── DATA EXTRACT

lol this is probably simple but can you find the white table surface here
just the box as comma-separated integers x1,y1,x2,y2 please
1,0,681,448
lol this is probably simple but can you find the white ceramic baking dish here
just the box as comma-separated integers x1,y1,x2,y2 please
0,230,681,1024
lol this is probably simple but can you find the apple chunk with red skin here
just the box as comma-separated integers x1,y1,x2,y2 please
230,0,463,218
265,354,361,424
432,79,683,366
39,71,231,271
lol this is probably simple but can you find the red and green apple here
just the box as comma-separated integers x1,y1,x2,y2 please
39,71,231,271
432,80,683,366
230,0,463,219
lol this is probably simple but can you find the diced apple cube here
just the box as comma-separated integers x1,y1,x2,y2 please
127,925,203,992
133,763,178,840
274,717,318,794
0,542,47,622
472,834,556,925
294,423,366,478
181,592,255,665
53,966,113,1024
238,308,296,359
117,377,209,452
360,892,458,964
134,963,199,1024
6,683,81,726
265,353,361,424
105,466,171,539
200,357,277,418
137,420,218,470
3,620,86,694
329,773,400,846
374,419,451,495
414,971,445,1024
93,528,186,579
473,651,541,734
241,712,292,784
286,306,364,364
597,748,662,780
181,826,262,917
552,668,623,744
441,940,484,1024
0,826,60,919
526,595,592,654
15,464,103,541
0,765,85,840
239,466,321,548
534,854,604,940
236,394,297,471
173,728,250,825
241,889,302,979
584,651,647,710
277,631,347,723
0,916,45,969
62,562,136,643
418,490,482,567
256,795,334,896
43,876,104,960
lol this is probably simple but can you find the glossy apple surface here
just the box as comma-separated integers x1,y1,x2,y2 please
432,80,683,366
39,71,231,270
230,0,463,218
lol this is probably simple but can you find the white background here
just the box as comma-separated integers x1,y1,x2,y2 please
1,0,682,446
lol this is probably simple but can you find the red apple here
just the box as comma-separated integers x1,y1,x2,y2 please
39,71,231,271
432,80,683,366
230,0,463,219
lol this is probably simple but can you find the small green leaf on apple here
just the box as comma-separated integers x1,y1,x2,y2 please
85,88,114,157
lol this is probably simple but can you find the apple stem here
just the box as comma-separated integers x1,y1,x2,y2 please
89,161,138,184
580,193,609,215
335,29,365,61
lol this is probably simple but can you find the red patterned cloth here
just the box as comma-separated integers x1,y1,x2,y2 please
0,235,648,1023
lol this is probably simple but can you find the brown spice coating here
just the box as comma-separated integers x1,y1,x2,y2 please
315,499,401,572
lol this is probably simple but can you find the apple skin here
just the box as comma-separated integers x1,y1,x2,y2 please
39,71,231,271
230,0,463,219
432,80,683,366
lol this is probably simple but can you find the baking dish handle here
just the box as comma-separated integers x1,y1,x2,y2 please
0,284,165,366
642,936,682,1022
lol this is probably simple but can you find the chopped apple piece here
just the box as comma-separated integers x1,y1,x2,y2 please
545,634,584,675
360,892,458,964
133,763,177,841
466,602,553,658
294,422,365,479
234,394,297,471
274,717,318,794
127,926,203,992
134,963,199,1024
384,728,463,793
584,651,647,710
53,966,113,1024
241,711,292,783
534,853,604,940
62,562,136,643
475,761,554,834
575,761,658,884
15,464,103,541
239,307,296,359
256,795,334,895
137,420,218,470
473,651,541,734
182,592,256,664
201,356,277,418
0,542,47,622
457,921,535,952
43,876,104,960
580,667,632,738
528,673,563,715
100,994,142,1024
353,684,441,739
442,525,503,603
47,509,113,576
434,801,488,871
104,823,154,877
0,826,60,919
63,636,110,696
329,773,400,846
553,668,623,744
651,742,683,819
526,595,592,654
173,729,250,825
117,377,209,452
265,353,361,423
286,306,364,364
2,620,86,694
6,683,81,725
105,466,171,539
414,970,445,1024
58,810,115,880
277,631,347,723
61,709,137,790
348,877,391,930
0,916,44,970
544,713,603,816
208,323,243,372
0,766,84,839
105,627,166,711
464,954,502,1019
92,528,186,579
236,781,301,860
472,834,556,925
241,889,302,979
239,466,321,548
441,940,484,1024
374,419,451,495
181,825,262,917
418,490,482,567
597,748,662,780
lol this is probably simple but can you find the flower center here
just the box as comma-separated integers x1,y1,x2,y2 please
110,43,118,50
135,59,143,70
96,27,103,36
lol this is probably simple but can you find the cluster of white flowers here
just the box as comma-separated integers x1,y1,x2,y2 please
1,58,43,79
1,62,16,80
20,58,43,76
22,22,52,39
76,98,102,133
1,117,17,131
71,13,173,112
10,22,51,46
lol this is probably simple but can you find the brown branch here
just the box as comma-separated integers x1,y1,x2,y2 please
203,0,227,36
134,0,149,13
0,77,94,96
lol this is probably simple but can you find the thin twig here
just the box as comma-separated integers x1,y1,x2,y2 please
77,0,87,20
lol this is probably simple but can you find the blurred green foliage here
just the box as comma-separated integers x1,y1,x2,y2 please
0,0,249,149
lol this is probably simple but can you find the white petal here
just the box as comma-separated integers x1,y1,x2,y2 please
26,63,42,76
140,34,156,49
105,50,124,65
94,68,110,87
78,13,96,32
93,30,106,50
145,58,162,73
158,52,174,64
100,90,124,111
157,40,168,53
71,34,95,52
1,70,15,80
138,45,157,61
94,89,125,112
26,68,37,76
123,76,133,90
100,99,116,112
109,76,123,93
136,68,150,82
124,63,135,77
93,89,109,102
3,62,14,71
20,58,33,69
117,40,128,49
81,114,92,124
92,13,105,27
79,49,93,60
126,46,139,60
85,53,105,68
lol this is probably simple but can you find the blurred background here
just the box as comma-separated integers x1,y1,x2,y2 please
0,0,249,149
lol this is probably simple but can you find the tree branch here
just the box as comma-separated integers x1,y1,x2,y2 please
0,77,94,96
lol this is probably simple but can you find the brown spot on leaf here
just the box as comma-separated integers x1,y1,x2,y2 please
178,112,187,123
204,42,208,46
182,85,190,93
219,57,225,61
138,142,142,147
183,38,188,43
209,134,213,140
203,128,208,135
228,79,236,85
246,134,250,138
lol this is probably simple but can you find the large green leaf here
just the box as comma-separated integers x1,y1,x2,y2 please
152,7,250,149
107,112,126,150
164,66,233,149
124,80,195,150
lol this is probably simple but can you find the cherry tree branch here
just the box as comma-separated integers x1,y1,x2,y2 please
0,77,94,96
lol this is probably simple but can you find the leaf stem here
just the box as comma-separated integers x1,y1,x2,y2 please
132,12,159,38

────
── DATA EXTRACT

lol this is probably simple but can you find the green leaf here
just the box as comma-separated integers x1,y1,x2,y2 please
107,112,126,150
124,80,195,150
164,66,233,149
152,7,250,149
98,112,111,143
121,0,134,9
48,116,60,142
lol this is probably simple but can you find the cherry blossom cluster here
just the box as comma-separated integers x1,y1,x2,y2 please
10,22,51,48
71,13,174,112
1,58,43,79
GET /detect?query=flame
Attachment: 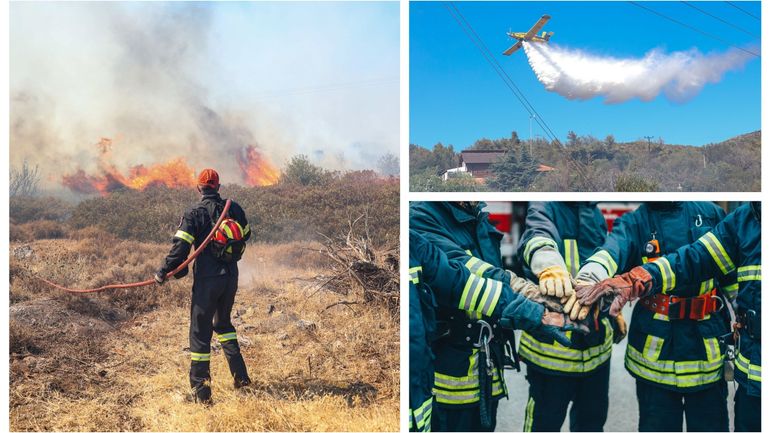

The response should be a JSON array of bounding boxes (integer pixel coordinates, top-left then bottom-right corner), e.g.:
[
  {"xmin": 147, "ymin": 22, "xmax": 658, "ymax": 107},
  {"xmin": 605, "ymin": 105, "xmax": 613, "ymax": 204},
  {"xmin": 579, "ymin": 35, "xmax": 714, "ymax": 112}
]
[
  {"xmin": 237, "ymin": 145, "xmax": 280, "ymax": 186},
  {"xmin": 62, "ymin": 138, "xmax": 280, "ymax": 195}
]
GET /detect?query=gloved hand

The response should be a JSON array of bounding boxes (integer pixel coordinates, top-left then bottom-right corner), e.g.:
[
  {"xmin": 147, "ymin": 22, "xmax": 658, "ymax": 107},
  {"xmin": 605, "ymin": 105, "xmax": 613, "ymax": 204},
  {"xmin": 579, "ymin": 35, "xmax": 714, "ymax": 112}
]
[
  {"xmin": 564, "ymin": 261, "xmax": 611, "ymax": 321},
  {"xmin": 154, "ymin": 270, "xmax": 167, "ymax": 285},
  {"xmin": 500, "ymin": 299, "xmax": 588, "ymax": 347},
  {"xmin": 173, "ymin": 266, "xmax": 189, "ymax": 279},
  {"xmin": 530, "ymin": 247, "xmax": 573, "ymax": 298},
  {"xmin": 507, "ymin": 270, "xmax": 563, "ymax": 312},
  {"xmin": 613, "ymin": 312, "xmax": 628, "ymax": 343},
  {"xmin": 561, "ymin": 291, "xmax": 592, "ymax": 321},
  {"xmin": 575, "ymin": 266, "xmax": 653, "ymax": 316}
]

────

→ **WHAT THE TASK ASKS**
Set down again, word for word, the stretch of records from the line with "table surface here" to the line with "lol this is probably simple but can you find the diced", both of those lines included.

→ **TASK ANSWER**
lol this is probably simple but can you find the white table surface here
just the box as comma-separated integers x1,y1,x2,y2 please
1,0,681,448
lol this is probably simple but can you find the white ceramic baking dish here
just the box as comma-separated integers x1,y1,x2,y2 please
0,230,681,1024
lol this is probably simple but can you find the apple chunk with red skin here
just the box as comma-separated integers x1,y1,x2,y2 please
230,0,463,218
265,354,361,424
432,79,683,366
39,71,231,271
lol this is probably simple but can you find the red and green apple here
just the box as comma-separated integers x1,y1,x2,y2 please
39,71,231,271
432,80,683,366
230,0,463,219
lol this is probably simple but can you find the diced apple cube here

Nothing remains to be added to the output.